→ WORK INSTRUCTION
Please write out all the data exactly as shown.
═══ INPUT DATA
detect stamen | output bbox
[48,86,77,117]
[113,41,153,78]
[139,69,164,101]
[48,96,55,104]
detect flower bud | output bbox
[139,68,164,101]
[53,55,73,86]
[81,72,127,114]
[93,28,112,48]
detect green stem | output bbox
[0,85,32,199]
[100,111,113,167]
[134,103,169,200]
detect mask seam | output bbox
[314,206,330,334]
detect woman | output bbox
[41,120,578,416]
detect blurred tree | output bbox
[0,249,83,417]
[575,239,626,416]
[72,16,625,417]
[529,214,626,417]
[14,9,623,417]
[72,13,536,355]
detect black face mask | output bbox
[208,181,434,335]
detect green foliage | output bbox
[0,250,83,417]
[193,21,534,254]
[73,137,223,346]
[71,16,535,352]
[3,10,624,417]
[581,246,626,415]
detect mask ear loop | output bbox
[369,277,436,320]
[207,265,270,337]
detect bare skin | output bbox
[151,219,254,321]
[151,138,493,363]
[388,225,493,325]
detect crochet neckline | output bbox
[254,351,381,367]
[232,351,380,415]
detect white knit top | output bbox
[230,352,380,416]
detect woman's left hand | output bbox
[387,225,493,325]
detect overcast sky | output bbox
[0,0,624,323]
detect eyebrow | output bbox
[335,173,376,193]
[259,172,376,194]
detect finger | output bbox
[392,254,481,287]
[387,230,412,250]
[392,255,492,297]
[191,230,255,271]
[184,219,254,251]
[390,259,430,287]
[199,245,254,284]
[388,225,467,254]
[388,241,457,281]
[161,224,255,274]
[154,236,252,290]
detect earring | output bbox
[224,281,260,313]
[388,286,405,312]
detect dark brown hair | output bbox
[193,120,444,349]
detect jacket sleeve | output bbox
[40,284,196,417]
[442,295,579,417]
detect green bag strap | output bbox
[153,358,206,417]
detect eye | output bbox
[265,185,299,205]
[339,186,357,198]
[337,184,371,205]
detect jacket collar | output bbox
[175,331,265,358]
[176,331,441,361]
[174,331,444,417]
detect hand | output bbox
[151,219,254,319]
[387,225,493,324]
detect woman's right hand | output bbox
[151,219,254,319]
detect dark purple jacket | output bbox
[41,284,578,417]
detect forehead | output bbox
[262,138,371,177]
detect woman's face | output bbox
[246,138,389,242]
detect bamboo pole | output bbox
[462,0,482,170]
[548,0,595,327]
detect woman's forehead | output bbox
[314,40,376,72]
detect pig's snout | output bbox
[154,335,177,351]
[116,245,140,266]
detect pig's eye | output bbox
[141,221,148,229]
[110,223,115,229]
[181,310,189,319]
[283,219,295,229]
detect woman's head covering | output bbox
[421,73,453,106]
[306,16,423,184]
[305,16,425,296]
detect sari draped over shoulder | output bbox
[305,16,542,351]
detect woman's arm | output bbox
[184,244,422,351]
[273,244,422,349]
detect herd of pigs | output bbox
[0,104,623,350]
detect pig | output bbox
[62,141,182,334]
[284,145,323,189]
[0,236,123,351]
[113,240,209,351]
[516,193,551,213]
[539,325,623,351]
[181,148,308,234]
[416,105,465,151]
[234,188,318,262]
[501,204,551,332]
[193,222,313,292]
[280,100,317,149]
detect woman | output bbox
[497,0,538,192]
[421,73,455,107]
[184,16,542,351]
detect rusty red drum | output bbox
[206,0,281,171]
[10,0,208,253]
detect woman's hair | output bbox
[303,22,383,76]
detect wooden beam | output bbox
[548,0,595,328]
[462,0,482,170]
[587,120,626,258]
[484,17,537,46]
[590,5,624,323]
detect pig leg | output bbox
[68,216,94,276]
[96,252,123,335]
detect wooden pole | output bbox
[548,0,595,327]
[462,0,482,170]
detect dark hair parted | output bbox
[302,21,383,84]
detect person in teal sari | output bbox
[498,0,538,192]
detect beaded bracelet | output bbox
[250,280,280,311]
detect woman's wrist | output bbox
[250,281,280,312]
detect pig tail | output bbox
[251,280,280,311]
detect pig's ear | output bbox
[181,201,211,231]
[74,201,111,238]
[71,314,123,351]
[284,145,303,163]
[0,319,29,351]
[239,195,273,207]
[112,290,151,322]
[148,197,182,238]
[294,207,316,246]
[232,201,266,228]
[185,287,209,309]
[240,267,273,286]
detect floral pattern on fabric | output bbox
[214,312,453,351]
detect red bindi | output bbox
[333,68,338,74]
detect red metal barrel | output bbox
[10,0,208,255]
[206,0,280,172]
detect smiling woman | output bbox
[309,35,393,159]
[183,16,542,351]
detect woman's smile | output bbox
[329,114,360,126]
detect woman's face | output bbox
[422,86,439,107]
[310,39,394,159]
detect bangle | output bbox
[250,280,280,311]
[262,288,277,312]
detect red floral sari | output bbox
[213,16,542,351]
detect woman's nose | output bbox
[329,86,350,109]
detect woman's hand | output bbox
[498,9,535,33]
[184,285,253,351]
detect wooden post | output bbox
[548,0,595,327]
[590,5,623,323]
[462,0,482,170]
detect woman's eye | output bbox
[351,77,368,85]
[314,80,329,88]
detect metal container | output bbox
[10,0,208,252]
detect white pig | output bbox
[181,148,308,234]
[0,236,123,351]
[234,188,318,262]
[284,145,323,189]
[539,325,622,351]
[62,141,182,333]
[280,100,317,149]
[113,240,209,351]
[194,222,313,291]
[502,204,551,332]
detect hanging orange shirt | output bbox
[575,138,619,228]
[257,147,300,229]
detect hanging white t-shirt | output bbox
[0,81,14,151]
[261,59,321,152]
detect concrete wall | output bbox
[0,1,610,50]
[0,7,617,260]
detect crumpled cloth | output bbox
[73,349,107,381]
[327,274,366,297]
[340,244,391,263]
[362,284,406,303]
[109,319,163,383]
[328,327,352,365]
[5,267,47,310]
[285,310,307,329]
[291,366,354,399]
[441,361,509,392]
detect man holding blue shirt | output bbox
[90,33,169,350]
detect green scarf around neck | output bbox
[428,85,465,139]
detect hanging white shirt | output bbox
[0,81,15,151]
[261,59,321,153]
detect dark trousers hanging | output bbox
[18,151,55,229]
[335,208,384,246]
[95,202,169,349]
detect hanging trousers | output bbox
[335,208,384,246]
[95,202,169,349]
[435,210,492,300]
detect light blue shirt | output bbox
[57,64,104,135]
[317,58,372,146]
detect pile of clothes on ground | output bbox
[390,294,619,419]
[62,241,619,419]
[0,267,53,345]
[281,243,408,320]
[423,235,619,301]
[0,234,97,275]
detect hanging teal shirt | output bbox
══════
→ RESPONSE TO THE EXERCISE
detect stamen | output bbox
[48,86,77,117]
[113,41,153,78]
[139,69,164,101]
[48,96,55,104]
detect flower bud | output bbox
[139,68,164,101]
[53,55,73,86]
[81,72,127,114]
[93,28,112,48]
detect green stem | output bbox
[0,85,32,199]
[100,111,113,167]
[134,103,169,200]
detect mask seam | output bbox
[314,206,330,334]
detect woman | output bbox
[41,120,578,416]
detect blurred tree | output bbox
[0,249,83,417]
[575,239,626,416]
[72,16,625,417]
[529,214,626,417]
[14,9,623,417]
[72,13,536,355]
detect black face mask | output bbox
[208,181,434,335]
detect green foliage | output bbox
[0,250,83,417]
[193,21,534,254]
[73,137,223,346]
[71,16,535,352]
[3,10,624,417]
[581,246,626,415]
detect mask ear loop | output bbox
[369,277,436,320]
[207,265,270,337]
detect bare skin | output bbox
[151,219,254,321]
[151,138,493,363]
[388,225,493,325]
detect crochet neckline | output bbox
[254,351,381,367]
[232,351,380,415]
detect white knit top | output bbox
[230,352,380,416]
detect woman's left hand | output bbox
[387,225,493,325]
detect overcast sky | output bbox
[0,0,624,323]
detect eyebrow | output bbox
[335,173,376,193]
[259,172,376,194]
detect finger | output bbox
[392,254,481,287]
[387,230,412,250]
[392,255,492,297]
[191,230,255,271]
[184,219,254,251]
[390,259,430,287]
[199,245,254,284]
[388,225,467,254]
[388,241,457,281]
[161,224,255,274]
[154,236,252,290]
detect earring | output bbox
[224,281,260,313]
[388,286,405,312]
detect dark brown hair | output bbox
[193,120,444,349]
detect jacket sleeve | output bbox
[40,284,196,417]
[442,295,579,417]
detect green bag strap | output bbox
[153,358,206,417]
detect eye | output bbox
[265,185,299,205]
[339,186,357,198]
[337,184,371,205]
detect jacket collar | output bbox
[175,331,265,358]
[176,331,441,361]
[174,331,444,417]
detect hand | output bbox
[151,219,254,319]
[387,225,493,324]
detect woman's right hand | output bbox
[151,219,254,319]
detect dark purple jacket | output bbox
[41,284,578,417]
detect forehead | output bbox
[262,138,371,177]
detect woman's face | output bbox
[246,138,389,242]
detect bamboo pole | output bbox
[462,0,482,170]
[548,0,595,327]
detect woman's forehead | output bbox
[314,40,376,72]
detect pig's snout | output bbox
[154,335,177,351]
[116,245,140,266]
detect pig's eye | output bbox
[141,221,148,229]
[110,223,115,229]
[181,310,189,319]
[283,219,295,229]
detect woman's head covering | output bbox
[421,73,453,106]
[306,16,423,184]
[305,16,425,296]
detect sari draped over shoulder | output bbox
[305,16,542,351]
detect woman's arm | output bbox
[184,244,422,351]
[273,244,422,349]
detect herd of pigs | output bbox
[0,104,623,350]
detect pig | output bbox
[62,141,182,334]
[284,145,323,189]
[0,236,123,351]
[113,240,209,351]
[516,193,551,213]
[539,325,623,351]
[181,148,308,234]
[416,105,465,151]
[234,188,318,262]
[501,204,551,332]
[193,222,313,292]
[280,100,317,149]
detect woman | output bbox
[497,0,538,192]
[421,73,455,107]
[184,16,542,351]
detect rusty red drum | output bbox
[206,0,281,171]
[10,0,208,253]
detect woman's hair | output bbox
[303,22,383,76]
detect wooden beam | output bbox
[548,0,595,328]
[462,0,482,170]
[587,120,626,258]
[484,17,537,46]
[590,5,624,323]
detect pig leg | output bbox
[68,216,94,276]
[96,252,123,335]
detect wooden pole | output bbox
[548,0,595,327]
[462,0,482,170]
detect dark hair parted | output bbox
[302,21,383,84]
detect person in teal sari | output bbox
[498,0,538,192]
detect beaded bracelet | output bbox
[250,280,280,311]
detect woman's wrist | output bbox
[250,281,280,312]
detect pig tail | output bbox
[251,280,280,311]
detect pig's ear | output bbox
[181,201,211,231]
[74,201,111,238]
[71,314,123,351]
[284,145,303,163]
[0,319,29,351]
[239,195,273,207]
[112,290,151,322]
[148,197,182,238]
[294,207,316,246]
[232,201,266,228]
[185,287,209,309]
[240,267,273,286]
detect floral pattern on fabric | output bbox
[214,312,453,351]
detect red bindi | output bbox
[333,68,338,74]
detect red metal barrel | output bbox
[10,0,208,255]
[206,0,280,172]
detect smiling woman | output bbox
[309,35,393,159]
[183,16,542,351]
detect woman's smile | output bbox
[329,114,360,126]
detect woman's face | output bbox
[422,86,439,107]
[310,39,394,159]
detect bangle | output bbox
[250,280,280,311]
[262,288,277,312]
detect red floral sari | output bbox
[213,16,542,351]
detect woman's nose | output bbox
[329,86,350,109]
detect woman's hand | output bbox
[498,9,535,33]
[184,285,253,351]
detect wooden post | output bbox
[548,0,595,327]
[590,5,623,323]
[462,0,482,170]
detect woman's eye | output bbox
[351,77,368,85]
[314,80,329,88]
detect metal container | output bbox
[10,0,208,252]
detect white pig | output bbox
[181,148,308,234]
[0,236,123,351]
[234,188,318,262]
[284,145,323,189]
[539,325,622,351]
[62,141,182,333]
[280,100,317,149]
[113,240,209,351]
[194,222,313,291]
[502,204,551,332]
detect hanging orange shirt | output bbox
[575,138,619,228]
[257,147,300,229]
detect hanging white t-shirt | output bbox
[0,81,14,151]
[261,59,321,152]
detect concrete wall | output bbox
[0,1,610,50]
[0,7,617,260]
detect crumpled cloth | output bbox
[73,349,107,381]
[327,274,366,297]
[340,244,391,263]
[362,284,406,303]
[109,319,163,383]
[328,327,352,365]
[5,267,47,310]
[285,310,307,329]
[291,366,354,399]
[441,361,509,392]
detect man holding blue shirt | output bbox
[90,33,169,350]
detect green scarf around neck | output bbox
[428,85,465,139]
detect hanging white shirt | output bbox
[0,81,15,151]
[261,59,321,153]
detect dark trousers hanging | output bbox
[18,151,55,229]
[335,208,384,246]
[95,202,169,349]
detect hanging trousers | output bbox
[335,208,384,246]
[95,202,169,349]
[435,210,492,300]
detect light blue shirt | output bbox
[57,64,104,135]
[317,58,372,146]
detect pile of clothes on ground | output bbox
[390,294,619,419]
[62,241,619,419]
[0,267,53,345]
[281,243,408,320]
[423,235,619,301]
[0,234,97,275]
detect hanging teal shirt | output bbox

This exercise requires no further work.